■ DOCUMENT TEXT:

========

Map Charts visualize data on a geographical map. Analysis results appear as a choropleth map (thematic map) on which each predefined region is assigned a color or shade. Each shade corresponds to the magnitude of data values for that region. For example, a map analysis assigns each region in a country map a different shade of red that corresponds to the number of unemployed customers in each region.

Using a color gradient scheme when mapping quantitative data lets business users understand the findings immediately

Map Charts: Quantitative data mapped with OpenText Analytics uses a specific color gradient to show data variation properly

Pareto

Pareto analysis represents Pareto’s 80-20 principle with available data. Pareto’s principle states that:

  • The minority group of the population (approximately 20%) bears 80% of something
  • The remaining majority group of the population (approximately 80%) bears 20% of something

For example:

  • 20% of clients are responsible for 80% of turnover
  • 80% of turnover comes from 20% of the product catalog

Our built-in algorithm uses this theory and visualizes the relationship between a numerical and a categorical variable in your data set simply by dropping data fields onto the chart editor

Pareto: Exploring the relationship between a numerical and a categorical variable in your data

Clustering/K-Means

Clustering organizes data based on specified variables. The Clustering Algorithm produces segments of data that help identify groups with the largest number of attributes in common. In other words, clustering provides an idea about the similarity and differences between records in the same group.

There are several types of algorithms to build cluster from a data set: hierarchical, centroid, distribution, density and recent.  The pre-built algorithm in OpenText Analytics is the centroid-based clustering, also known as k-means clustering. It’s one of the most popular clustering methods of Data Mining .

This algorithm uses continuous variables because clustering calculates the distance between values to set up a group, and only fields with continuous values work for clustering. Continuous means that there are many discrete values. Categorical variables, or fields with few discrete values like gender or occupation, doesn’t work. Also, k-means clustering needs to know the number of clusters that had to build.

Clustering is extremely useful for making an advanced segmentation on specific or professional groups. For example, customers grouped in the same category or cluster may have common demographic features, or marketing campaigns launched over distinct channels with common results and costs.

Clustering/K-Means: Making an advanced segmentation on specific or professional groups

Forecasting/Holt Winters

Forecasting is a method of extrapolating or predicting data based on time series. The forecasting in OpenText Analytics uses the Holt-Winters method, a fast and easy to use technique. This algorithm is used by many companies to produce short-term demand forecasts when their sales data contain a trend and a seasonal pattern.

========

According to the passage on analytics charts, which type of clustering algorithm comes pre-built in OpenText Analytics?

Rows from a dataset
========

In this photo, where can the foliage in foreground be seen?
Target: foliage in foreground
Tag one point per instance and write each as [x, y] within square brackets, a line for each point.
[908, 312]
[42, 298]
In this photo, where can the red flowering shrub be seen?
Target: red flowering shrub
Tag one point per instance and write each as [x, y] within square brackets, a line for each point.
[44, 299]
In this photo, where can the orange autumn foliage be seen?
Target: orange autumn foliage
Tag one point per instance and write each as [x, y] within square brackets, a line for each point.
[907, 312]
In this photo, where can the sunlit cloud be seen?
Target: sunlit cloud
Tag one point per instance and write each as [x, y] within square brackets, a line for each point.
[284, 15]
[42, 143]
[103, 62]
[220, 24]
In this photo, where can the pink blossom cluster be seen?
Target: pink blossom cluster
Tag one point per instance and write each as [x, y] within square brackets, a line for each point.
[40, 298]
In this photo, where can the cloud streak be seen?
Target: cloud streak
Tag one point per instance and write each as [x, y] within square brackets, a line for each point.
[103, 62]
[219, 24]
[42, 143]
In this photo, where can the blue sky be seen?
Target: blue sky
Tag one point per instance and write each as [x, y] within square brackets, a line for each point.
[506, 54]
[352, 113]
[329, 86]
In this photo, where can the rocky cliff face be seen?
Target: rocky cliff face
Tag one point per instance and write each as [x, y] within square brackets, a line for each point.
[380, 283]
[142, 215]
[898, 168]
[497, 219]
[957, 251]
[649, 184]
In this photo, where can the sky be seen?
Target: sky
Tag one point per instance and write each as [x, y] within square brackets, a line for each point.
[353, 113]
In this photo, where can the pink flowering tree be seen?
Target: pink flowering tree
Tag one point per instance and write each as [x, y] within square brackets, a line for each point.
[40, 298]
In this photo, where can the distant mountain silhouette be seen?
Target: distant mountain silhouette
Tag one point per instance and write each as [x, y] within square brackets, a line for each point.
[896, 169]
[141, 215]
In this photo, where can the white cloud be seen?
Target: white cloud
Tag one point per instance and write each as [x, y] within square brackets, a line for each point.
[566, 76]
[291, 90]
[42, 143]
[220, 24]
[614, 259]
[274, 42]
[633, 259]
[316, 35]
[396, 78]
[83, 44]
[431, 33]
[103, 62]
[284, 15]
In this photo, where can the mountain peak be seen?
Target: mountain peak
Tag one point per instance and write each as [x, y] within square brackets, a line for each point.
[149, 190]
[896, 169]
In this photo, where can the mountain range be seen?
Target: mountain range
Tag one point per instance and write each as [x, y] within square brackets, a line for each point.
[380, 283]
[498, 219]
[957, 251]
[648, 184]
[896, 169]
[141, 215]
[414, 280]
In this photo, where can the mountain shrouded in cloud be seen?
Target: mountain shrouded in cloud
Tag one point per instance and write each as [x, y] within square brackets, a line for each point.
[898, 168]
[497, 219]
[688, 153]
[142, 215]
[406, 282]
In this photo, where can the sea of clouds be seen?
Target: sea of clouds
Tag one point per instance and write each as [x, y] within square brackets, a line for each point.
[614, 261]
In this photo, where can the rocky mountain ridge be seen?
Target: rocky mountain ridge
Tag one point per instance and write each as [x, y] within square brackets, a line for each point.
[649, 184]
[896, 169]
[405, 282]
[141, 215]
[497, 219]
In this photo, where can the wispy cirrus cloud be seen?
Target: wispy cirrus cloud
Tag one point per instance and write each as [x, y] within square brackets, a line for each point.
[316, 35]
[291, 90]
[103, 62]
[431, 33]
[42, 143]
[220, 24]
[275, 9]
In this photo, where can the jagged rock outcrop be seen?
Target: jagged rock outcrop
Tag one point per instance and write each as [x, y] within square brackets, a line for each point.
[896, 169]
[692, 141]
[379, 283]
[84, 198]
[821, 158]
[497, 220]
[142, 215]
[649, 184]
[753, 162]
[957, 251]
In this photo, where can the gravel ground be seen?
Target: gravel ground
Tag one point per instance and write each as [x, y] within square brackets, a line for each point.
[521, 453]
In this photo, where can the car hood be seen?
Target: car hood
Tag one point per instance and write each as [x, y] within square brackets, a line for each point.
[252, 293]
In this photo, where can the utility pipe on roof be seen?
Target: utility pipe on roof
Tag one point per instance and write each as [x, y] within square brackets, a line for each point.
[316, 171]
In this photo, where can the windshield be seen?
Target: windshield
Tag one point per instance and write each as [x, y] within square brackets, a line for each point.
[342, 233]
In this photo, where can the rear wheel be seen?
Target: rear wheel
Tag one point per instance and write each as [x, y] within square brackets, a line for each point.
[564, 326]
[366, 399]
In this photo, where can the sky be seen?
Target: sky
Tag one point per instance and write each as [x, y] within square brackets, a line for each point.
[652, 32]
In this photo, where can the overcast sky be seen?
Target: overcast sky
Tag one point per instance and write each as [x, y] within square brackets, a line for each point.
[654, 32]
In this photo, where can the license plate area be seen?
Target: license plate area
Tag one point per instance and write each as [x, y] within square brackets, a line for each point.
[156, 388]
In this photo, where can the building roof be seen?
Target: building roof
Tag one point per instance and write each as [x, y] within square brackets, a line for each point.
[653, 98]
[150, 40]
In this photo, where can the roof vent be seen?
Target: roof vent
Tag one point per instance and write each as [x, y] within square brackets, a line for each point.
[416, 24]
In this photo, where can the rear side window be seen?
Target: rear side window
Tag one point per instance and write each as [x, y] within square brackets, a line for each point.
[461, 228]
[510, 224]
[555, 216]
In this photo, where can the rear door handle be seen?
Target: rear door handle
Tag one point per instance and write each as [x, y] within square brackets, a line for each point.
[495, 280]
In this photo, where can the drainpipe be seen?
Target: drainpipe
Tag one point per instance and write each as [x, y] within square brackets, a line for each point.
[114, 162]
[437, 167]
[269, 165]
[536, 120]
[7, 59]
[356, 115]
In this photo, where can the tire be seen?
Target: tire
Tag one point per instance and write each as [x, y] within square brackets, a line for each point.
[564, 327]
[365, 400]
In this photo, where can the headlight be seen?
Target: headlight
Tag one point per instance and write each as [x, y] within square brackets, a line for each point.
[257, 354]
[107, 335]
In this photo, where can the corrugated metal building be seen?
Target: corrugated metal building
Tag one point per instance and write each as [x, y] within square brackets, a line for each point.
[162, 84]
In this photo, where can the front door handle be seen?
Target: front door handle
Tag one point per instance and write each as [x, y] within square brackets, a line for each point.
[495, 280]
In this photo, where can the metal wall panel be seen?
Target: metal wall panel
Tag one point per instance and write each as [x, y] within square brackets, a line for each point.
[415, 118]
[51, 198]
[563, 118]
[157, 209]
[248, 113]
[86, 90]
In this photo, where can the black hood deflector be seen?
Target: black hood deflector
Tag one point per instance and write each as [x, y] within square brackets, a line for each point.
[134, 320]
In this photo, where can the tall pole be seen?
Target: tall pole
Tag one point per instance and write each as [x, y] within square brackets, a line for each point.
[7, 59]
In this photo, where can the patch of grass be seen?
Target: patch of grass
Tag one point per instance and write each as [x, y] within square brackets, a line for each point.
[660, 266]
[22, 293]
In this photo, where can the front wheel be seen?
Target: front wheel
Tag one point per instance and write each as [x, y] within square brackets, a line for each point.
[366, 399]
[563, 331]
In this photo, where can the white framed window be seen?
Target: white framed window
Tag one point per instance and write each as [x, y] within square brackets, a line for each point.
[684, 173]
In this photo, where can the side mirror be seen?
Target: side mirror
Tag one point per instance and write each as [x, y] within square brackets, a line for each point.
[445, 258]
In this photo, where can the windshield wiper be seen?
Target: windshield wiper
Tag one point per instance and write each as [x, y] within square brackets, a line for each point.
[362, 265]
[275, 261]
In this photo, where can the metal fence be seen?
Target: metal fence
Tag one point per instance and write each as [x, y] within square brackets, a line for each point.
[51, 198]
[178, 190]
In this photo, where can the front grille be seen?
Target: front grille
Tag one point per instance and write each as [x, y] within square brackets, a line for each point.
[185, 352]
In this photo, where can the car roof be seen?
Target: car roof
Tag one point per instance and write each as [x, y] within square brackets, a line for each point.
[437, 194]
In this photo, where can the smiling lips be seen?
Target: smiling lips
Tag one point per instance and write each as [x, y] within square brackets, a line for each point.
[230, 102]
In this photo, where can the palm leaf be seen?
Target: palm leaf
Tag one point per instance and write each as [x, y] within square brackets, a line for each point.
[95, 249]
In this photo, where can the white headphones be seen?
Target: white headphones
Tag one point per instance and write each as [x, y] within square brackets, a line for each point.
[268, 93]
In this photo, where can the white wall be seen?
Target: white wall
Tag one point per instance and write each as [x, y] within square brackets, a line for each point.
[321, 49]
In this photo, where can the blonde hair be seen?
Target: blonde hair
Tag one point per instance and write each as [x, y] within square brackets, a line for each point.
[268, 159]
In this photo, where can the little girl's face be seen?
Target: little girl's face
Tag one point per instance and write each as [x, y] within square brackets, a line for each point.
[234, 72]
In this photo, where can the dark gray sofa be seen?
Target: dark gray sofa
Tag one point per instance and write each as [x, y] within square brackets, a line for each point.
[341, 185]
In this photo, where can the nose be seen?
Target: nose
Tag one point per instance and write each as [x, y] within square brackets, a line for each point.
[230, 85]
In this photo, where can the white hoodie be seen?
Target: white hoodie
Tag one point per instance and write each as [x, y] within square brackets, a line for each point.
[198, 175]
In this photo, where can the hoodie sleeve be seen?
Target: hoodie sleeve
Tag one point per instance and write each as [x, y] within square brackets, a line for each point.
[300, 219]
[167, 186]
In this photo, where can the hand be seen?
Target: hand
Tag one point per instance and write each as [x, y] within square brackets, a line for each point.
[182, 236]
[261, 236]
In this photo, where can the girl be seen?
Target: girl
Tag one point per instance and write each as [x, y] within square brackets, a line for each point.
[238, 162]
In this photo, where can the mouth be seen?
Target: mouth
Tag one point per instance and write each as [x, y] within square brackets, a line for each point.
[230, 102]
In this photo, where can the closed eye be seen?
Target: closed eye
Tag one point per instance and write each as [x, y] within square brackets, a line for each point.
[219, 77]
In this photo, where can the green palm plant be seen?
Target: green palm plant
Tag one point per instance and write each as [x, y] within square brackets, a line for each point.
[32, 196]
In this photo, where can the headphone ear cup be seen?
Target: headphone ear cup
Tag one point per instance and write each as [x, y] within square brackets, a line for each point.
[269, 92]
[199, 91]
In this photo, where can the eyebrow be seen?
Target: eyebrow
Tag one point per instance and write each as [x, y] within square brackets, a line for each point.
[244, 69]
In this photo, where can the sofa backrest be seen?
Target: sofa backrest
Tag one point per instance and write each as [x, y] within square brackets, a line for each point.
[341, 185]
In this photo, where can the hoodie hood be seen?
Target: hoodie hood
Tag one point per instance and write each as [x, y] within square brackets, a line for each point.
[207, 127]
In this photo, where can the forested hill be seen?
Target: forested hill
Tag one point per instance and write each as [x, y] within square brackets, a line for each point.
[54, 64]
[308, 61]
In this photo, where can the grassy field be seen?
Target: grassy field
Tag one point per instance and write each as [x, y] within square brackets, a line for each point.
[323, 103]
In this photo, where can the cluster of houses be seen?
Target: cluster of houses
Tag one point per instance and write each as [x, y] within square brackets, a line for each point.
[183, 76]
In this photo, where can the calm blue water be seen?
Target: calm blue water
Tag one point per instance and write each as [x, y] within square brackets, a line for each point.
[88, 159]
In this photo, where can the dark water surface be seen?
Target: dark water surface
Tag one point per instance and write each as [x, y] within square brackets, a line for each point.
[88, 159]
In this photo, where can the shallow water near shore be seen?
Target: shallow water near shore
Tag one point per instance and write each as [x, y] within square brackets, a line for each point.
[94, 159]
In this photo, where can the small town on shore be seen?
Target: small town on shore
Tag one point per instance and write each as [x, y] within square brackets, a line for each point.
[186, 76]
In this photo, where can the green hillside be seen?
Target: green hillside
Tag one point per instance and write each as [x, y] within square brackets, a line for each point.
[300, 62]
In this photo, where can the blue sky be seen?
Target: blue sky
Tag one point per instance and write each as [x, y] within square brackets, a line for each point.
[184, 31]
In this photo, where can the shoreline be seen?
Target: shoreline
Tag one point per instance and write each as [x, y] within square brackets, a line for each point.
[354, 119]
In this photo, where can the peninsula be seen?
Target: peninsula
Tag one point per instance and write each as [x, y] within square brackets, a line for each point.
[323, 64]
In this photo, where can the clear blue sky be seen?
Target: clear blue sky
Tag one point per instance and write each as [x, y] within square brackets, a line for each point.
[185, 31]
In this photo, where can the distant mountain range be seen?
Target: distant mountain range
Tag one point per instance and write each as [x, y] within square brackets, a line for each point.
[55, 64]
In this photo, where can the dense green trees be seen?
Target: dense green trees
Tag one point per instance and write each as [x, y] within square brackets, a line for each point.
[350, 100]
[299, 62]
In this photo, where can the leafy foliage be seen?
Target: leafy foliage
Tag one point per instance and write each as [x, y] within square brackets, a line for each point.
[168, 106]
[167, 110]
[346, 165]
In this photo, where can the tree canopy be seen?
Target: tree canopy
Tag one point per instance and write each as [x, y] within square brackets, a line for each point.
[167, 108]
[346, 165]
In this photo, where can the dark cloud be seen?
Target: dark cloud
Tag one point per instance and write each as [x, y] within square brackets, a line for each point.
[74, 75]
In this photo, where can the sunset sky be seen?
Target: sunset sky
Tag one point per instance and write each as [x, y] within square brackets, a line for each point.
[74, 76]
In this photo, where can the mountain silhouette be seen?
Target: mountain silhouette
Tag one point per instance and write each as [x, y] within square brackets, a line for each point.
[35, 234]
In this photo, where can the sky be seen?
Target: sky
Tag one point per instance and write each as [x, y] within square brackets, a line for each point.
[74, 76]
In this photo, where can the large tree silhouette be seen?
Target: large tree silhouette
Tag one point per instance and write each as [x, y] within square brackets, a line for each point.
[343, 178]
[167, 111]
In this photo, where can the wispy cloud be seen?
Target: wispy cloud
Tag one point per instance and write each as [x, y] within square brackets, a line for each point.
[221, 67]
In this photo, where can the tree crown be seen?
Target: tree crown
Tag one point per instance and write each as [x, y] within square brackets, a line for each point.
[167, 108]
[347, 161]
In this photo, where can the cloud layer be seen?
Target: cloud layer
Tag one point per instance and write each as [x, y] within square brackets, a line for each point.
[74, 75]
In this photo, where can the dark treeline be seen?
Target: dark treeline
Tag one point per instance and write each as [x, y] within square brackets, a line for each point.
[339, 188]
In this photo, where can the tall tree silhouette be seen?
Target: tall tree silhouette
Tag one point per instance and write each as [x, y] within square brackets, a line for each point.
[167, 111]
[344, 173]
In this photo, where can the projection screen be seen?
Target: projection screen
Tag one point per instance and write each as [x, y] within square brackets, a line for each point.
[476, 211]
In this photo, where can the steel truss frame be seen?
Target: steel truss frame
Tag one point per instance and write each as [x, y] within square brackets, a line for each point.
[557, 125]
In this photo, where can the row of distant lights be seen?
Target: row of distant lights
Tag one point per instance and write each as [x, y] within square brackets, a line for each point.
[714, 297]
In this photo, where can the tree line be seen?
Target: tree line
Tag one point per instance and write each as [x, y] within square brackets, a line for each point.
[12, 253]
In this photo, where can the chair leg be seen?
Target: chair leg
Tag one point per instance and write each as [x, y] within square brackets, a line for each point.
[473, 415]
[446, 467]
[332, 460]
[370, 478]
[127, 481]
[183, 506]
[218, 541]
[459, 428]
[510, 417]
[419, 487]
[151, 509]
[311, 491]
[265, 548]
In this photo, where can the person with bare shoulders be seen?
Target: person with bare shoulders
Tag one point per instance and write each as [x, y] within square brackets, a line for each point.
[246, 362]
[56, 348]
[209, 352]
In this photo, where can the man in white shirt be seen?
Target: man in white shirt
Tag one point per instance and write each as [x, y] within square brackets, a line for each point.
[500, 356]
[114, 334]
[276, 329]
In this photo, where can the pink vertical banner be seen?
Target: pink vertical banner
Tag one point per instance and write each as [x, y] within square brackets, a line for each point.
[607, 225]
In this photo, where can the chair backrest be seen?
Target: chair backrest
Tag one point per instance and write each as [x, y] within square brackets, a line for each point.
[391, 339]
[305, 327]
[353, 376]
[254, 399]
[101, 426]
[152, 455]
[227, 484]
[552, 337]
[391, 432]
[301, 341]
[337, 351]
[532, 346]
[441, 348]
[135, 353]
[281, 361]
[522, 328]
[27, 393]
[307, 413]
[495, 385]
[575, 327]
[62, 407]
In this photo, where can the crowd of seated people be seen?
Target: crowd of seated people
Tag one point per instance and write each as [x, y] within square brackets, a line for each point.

========

■ ANSWER TO THIS TASK:
Centroid-based clustering, also known as k-means clustering.